1 Introduction

This paper aims to contribute towards creating ambient intelligent environments which can intelligently understand the users by action and gesture recognition so that the needed services can be provided automatically and instantly to maximize the user comfort and safety while minimizing the utilized energy. In order to realize such intelligent environments, there is a need first to automatically recognize the user behavior so that the best environment action can be taken in order to satisfy the environment objectives.

This paper addresses the problem of humans’ behavior recognition from video sequences using fuzzy-based systems where we aim to develop systems which can effectively recognize fundamental types of behavior such as handwaving, walking and running from input images sequences. A robust solution to this problem would allow to automatically recognize gestures and actions in human–computer interactions, detect abnormal events in video surveillance, summarize relevant visual context in video indexing/retrival and analyze important events in an intelligent space, etc.

The problem of human behavior recognition has been a widely studied subject in the computer vision literature (Weinland et al. 2010; Aggarwal and Ryoo 2011). In most of the existing methods, the first procedure is feature extraction which is used to describe the characteristics of the subject, and the methods can be roughly classified into four categories: motion-based (Efros et al. 2003; Fathi and Mori 2008; Wang and Mori 2008; Wang et al. 2007), appearance-based (Elgammal et al. 2003; Thurau and Hlavac 2008), space-time volume-based (Blank et al. 2007; Ke et al. 2007; Laptev and Perez 2007), space-time interest points and local feature-based (Dollar et al. 2005; Laptev et al. 2008; Niebles and Fei-Fei 2007; Nowozin et al. 2007; Schuldt et al. 2004). Behavior recognition approaches are mostly based on the machine learning techniques employed in the pattern recognition literature. This includes techniques such as K-Nearest Neighbor (\(k\)-NN) (Efros et al. 2003; Wang et al. 2007; Niebles and Fei-Fei 2007; Blank et al. 2007; Thurau and Hlavac 2008; Weinland and Boyer 2008), Support Vector Machine (SVM) (Dollar et al. 2005; Laptev et al. 2008; Schuldt et al. 2004; Jhuang et al. 2007; Liu and Shah 2008; Schindler and Gool 2008), boosting-based classifiers (Nowozin et al. 2007; Fathi and Mori 2008; Laptev and Perez 2007), Hidden Markov Model (HMM) (Elgammal et al. 2003; Vezzani et al. 2010; Yamato et al. 1992). Blank et al. (2007) proposed a feature set of pose primitives for behavior representation and \(n\)-Gram models which were utilized for behavior matching and recognition. Wang et al. (2007) developed a feature set modeling behavior as a set of lowest distances from exemplars to behavior images in an exemplar-based space. Acampora et al. (2012) used type-1 fuzzy logic to analyze human’s trajectories in order to recognized their activities and behavior for abnormal event detection. Yamato et al. (1992) used discrete HMMs to recognize image sequences of six different tennis strokes among three subjects. Vezzani et al. (2010) proposed an HMM-based action recognition method using model-based feature set. However, it remains a challenging problem to achieve automatic behavior classification due to the huge complexity and uncertainties of the dynamic environments such as complicated scene background, occlusion, and varying posture and size of moving objects.
-------
◆ **Actions to take**:
- a) In the introduction, what did Yamato et al. (1992) use to recognize image sequences of six different tennis strokes?
- b) Reproduce the introduction word for word from "1 Introduction" to "the environment objectives.".
The records that follow are separate material, unrelated to the introduction above.
-------
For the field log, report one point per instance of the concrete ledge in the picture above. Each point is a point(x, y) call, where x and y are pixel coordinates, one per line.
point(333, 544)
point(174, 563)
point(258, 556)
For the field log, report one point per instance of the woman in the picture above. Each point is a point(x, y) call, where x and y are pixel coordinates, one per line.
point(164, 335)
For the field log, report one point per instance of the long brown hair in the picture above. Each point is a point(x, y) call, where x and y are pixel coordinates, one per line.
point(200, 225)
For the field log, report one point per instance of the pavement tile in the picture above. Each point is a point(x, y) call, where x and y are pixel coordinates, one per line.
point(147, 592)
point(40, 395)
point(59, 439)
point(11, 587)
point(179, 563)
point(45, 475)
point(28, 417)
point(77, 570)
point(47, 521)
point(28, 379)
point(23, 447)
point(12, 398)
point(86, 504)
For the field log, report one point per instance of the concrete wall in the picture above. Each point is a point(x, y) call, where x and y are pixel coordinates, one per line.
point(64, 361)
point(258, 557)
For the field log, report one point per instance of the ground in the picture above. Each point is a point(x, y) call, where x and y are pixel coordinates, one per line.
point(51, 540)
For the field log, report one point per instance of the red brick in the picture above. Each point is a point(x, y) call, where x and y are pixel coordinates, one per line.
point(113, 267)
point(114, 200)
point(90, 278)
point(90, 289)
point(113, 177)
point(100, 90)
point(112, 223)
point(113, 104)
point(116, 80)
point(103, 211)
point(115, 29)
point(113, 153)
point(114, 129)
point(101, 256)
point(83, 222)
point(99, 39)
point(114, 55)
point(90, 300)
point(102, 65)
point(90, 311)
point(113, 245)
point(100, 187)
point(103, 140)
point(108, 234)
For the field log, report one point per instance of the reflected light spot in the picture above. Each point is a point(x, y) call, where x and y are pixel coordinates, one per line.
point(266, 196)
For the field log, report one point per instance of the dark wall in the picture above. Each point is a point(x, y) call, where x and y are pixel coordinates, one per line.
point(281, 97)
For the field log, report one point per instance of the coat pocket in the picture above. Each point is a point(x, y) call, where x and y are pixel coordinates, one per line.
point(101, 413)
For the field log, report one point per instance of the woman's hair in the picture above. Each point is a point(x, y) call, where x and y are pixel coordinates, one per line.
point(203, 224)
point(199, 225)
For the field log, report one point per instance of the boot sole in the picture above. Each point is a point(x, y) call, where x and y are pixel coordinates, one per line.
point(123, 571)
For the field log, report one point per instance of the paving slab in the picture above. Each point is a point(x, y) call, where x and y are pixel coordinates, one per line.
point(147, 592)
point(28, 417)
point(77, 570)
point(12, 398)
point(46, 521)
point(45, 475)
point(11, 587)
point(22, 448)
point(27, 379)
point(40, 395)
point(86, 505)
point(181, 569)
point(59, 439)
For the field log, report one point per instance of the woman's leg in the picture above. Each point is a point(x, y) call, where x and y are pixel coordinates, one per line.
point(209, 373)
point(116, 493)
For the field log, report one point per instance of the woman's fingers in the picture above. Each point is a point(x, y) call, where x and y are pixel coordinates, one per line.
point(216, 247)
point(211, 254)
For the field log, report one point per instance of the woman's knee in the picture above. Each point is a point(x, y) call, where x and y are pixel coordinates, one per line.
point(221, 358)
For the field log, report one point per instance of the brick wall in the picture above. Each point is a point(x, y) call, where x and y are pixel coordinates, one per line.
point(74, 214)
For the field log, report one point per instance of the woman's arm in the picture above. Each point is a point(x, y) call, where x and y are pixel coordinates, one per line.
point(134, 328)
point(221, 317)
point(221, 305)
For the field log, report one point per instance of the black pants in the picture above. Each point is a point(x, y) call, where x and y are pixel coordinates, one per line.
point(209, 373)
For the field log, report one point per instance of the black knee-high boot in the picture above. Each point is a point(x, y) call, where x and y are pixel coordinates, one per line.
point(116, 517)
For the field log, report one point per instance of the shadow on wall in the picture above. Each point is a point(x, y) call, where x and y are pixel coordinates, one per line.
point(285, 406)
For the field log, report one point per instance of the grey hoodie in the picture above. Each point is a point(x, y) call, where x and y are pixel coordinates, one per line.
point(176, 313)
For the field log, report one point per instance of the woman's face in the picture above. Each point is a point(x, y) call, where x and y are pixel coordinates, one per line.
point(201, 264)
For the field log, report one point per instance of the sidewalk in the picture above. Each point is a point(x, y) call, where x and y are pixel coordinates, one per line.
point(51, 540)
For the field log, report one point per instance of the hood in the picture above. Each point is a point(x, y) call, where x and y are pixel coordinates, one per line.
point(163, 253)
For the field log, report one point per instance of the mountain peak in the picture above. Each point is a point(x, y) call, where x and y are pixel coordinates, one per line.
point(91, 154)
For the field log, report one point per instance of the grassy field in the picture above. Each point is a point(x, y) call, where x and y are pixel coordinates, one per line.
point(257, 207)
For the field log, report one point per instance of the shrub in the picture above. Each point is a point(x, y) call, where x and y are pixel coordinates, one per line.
-------
◆ **Expected responses**:
- a) Discrete HMMs.

- b)
1 Introduction

This paper aims to contribute towards creating ambient intelligent environments which can intelligently understand the users by action and gesture recognition so that the needed services can be provided automatically and instantly to maximize the user comfort and safety while minimizing the utilized energy. In order to realize such intelligent environments, there is a need first to automatically recognize the user behavior so that the best environment action can be taken in order to satisfy the environment objectives.